(Items from a data source)
BEGIN
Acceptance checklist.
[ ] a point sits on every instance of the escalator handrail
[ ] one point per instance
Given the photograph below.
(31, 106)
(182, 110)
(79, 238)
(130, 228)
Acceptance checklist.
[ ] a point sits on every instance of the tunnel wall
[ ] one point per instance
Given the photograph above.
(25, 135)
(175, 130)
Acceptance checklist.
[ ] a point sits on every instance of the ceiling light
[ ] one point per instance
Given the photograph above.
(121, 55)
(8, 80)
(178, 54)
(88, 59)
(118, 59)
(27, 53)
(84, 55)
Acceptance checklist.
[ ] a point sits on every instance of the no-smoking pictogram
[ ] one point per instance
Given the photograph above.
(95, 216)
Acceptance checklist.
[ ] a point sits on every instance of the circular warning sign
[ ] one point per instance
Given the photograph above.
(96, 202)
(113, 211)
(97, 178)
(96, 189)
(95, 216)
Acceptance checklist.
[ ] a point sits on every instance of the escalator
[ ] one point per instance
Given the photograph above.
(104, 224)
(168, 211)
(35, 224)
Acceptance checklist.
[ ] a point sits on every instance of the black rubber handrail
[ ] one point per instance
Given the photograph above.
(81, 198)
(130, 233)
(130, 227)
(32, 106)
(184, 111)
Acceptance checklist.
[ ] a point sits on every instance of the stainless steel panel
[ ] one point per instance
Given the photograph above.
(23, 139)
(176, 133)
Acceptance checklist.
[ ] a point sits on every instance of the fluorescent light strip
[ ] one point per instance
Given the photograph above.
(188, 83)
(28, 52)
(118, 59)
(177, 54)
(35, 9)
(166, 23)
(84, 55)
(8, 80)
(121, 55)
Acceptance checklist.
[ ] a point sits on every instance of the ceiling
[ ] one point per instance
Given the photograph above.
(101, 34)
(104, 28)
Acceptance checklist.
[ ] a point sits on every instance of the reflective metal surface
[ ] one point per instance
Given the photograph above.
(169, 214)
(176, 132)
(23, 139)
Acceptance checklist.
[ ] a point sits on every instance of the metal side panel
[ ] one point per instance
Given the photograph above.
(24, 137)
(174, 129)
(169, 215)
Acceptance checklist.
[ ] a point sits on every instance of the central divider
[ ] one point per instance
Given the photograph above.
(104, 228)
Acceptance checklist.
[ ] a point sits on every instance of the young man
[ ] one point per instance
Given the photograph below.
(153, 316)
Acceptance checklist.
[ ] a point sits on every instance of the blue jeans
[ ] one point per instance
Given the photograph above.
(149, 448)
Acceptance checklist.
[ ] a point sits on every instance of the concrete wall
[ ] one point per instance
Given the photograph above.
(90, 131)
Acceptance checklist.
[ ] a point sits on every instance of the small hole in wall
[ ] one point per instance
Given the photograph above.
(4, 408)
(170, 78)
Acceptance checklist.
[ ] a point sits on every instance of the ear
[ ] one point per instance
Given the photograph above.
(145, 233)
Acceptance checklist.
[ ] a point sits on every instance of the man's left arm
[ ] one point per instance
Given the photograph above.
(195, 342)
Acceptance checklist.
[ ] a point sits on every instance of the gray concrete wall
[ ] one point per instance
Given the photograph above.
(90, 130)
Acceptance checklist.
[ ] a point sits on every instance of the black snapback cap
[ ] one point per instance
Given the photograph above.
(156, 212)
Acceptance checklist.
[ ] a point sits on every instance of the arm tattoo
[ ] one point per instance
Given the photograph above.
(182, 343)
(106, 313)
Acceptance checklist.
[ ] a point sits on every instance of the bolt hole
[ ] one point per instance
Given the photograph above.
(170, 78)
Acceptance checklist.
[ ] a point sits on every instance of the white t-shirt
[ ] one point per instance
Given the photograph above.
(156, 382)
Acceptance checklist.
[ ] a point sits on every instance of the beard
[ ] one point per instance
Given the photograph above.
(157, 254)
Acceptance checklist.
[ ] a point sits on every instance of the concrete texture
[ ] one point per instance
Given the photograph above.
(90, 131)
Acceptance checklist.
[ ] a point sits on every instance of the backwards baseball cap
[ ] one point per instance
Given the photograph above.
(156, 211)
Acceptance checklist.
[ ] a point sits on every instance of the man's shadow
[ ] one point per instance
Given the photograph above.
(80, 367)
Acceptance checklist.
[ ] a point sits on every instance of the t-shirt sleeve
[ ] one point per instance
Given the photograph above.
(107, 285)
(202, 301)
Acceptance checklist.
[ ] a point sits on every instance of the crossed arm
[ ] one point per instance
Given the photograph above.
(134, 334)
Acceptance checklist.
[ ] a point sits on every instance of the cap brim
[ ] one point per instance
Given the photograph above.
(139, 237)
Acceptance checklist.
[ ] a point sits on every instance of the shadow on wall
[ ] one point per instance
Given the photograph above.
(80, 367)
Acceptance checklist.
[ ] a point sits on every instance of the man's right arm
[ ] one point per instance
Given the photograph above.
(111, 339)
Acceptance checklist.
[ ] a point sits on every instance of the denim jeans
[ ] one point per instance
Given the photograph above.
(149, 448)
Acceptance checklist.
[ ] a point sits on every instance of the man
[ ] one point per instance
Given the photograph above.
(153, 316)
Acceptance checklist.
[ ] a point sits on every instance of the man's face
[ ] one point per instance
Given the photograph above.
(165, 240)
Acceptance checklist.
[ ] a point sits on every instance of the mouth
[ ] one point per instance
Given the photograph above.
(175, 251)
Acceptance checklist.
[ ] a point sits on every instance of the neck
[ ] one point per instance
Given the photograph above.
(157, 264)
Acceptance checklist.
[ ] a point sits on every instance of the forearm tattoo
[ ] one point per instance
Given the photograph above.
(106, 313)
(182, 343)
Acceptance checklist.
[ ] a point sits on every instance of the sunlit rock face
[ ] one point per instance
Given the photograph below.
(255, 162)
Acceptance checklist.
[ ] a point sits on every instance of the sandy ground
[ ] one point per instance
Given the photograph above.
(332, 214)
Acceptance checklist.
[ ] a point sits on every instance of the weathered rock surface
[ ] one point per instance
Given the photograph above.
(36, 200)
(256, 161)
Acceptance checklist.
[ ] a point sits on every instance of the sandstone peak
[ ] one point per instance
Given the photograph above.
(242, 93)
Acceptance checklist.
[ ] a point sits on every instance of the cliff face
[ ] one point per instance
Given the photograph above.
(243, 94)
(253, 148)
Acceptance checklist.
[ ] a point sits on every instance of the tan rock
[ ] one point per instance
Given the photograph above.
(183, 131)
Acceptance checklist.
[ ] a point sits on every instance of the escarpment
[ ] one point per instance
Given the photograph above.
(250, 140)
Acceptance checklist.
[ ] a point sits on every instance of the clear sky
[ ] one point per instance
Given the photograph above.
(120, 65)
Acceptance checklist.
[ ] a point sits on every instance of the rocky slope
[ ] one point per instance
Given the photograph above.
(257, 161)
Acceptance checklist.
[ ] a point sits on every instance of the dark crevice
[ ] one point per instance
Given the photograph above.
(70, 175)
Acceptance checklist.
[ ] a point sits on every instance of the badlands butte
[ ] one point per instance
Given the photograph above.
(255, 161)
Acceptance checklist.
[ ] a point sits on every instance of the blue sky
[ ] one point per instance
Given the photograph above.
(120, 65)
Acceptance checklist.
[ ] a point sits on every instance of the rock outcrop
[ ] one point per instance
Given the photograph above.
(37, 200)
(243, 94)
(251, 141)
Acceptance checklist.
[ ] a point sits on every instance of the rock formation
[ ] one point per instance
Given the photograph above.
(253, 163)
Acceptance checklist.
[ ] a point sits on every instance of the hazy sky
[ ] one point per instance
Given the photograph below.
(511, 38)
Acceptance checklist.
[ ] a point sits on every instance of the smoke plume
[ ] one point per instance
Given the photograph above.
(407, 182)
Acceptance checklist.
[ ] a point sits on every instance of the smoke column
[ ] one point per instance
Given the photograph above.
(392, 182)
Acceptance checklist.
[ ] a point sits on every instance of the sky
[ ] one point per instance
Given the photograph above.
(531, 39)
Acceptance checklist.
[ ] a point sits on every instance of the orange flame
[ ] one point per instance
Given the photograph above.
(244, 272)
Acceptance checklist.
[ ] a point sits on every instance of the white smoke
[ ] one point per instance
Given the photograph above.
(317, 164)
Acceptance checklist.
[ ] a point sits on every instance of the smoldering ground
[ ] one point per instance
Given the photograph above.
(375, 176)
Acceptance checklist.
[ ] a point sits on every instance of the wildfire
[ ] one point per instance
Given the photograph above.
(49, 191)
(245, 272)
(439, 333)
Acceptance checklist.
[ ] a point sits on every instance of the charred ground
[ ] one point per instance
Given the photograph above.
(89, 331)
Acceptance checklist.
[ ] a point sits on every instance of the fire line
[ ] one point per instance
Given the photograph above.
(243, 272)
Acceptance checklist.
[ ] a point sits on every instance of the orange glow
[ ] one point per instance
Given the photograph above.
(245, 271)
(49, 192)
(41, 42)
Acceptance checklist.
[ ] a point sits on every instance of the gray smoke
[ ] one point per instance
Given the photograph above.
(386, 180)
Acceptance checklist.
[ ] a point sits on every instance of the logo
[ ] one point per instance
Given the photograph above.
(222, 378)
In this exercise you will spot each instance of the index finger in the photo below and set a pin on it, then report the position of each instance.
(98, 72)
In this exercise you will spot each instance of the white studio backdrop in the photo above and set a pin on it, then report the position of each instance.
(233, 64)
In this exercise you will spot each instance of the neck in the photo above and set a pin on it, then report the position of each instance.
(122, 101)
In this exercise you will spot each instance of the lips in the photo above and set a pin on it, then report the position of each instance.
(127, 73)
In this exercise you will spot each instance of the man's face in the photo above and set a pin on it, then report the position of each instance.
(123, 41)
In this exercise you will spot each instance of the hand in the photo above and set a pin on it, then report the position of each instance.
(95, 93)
END
→ What to do: Copy each line of the data that contains the word "escalator".

→ Worked solution:
[ ] a point sits on every instance of the escalator handrail
[ ] a point sits on every instance of the escalator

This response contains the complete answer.